-- Set exercise --
Rewrite the rows below from the line with "green painted machine" through the last row, requests included, and add 75 to every coordinate in the answers.

[START OF Data shown]

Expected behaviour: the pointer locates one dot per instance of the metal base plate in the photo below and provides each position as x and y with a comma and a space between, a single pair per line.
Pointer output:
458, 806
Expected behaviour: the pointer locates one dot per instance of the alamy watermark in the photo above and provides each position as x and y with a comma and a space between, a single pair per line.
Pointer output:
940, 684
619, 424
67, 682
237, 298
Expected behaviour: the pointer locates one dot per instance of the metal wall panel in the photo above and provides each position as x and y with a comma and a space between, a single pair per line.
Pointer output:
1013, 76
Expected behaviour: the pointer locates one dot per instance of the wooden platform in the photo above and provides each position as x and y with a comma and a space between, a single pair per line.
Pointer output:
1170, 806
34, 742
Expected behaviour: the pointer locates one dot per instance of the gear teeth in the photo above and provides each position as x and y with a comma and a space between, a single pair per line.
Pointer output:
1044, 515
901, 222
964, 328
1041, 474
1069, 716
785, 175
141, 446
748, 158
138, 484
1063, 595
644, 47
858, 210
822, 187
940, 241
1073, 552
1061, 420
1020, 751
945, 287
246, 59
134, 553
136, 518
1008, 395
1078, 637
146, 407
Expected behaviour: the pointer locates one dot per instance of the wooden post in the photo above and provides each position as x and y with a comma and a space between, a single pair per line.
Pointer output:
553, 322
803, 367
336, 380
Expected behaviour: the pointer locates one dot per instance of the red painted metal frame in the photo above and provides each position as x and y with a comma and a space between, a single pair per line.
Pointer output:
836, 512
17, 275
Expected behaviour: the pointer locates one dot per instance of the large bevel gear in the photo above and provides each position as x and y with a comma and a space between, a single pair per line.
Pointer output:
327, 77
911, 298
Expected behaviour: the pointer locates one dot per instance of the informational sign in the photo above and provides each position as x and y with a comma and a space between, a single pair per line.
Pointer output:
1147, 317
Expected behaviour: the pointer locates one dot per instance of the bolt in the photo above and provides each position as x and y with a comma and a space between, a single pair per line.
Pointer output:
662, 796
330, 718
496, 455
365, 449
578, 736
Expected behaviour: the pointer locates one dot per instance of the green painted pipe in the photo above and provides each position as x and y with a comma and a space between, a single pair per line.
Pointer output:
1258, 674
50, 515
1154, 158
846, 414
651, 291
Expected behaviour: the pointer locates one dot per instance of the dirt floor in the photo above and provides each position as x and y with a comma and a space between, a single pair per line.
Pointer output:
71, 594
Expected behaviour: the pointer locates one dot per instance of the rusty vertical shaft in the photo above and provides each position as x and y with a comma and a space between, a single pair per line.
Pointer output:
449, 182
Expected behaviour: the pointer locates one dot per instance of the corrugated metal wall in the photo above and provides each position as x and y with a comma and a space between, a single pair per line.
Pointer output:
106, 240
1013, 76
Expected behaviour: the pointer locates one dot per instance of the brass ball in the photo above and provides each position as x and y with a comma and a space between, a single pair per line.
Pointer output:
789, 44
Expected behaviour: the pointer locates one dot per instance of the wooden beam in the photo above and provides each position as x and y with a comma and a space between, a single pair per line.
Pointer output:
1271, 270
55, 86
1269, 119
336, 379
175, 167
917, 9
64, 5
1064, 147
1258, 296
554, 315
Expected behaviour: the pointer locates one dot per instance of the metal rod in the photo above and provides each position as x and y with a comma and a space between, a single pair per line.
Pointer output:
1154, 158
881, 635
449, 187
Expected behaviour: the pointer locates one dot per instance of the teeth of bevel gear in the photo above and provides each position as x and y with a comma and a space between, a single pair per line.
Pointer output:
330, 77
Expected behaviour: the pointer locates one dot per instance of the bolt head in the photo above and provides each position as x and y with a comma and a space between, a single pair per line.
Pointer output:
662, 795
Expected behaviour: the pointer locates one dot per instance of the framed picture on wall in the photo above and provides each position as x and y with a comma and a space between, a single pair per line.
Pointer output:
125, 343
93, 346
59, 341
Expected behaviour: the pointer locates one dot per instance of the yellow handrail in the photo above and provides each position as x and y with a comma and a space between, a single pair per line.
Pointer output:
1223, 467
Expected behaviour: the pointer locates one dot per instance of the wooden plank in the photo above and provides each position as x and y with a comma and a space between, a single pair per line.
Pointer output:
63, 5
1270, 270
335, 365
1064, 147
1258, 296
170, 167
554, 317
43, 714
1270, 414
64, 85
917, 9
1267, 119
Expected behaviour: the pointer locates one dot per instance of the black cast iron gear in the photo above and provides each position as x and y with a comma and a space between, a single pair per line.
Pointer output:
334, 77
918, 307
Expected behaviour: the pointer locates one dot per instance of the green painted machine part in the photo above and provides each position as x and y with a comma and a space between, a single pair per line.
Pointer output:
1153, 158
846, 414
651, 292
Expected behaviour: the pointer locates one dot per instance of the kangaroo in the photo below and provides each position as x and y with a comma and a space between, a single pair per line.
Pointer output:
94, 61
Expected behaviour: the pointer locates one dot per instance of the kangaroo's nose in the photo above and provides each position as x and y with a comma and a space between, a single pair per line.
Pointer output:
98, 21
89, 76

[END OF Data shown]

-- Answer below --
Expected behaviour: the pointer locates one dot per instance of the green painted machine part in the photo above and provides each position as x and y with a comma and a space between, a single pair per line.
Pointer output:
1228, 233
921, 489
726, 367
Expected behaviour: the pointer locates one dot per instance of the kangaroo in the photo below and provides each position as x and y with a comma and a space between, a single pair per line.
Pointer output:
169, 136
Expected behaviour: the pointer locates one dot per instance of the kangaroo's nose in the photo above and provides each position as x and y with a comma and a space between, a single pair per line.
Pointer output:
173, 96
164, 151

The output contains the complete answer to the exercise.